Rashtriya Ulama Council (RUC') is a political party of India formed in 2008.

History
RUC came into existence on 4 October 2008 and was originally called the Ulama Council. It began as a protest group after two youths from Azamgarh were killed in the Batla House near the area of Jamia Nagar, New Delhi. after which a witch hunt of educated Muslim youths from eastern UP took place and the people of Azamgarh irrespective of their religion had to face discrimination and hatred in the name of Azamgarh It was the initiative of Maulana Aamir Rashadi Madni, who came forward and called a meeting of the intellectuals and clerics of Uttar Pradesh, in particular region of Azamgarh and nearby districts on 4 October 2008.

=======

■ TASKS TO CARRY OUT:
a. Do these statements agree with the Rashtriya Ulama Council passage? For each, answer yes or no and quote the words that decide it. (i) The party was first known as the Ulama Council. (ii) The party was formed in 2010. (iii) Maulana Aamir Rashadi Madni called a meeting of intellectuals and clerics.
b. Retype the Rashtriya Ulama Council passage word for word, between "Rashtriya Ulama Council" and "4 October 2008.", inclusive.
The listing comes from another source.

■ INFORMATION SUPPLIED:

=======

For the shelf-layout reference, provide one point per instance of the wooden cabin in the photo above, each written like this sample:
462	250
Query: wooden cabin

=======

■ WRITTEN ANSWERS:
a.
(i) Yes: "was originally called the Ulama Council"
(ii) No: "is a political party of India formed in 2008"
(iii) Yes: "It was the initiative of Maulana Aamir Rashadi Madni, who came forward and called a meeting of the intellectuals and clerics of Uttar Pradesh"

b.
Rashtriya Ulama Council (RUC') is a political party of India formed in 2008.

History
RUC came into existence on 4 October 2008 and was originally called the Ulama Council. It began as a protest group after two youths from Azamgarh were killed in the Batla House near the area of Jamia Nagar, New Delhi. after which a witch hunt of educated Muslim youths from eastern UP took place and the people of Azamgarh irrespective of their religion had to face discrimination and hatred in the name of Azamgarh It was the initiative of Maulana Aamir Rashadi Madni, who came forward and called a meeting of the intellectuals and clerics of Uttar Pradesh, in particular region of Azamgarh and nearby districts on 4 October 2008.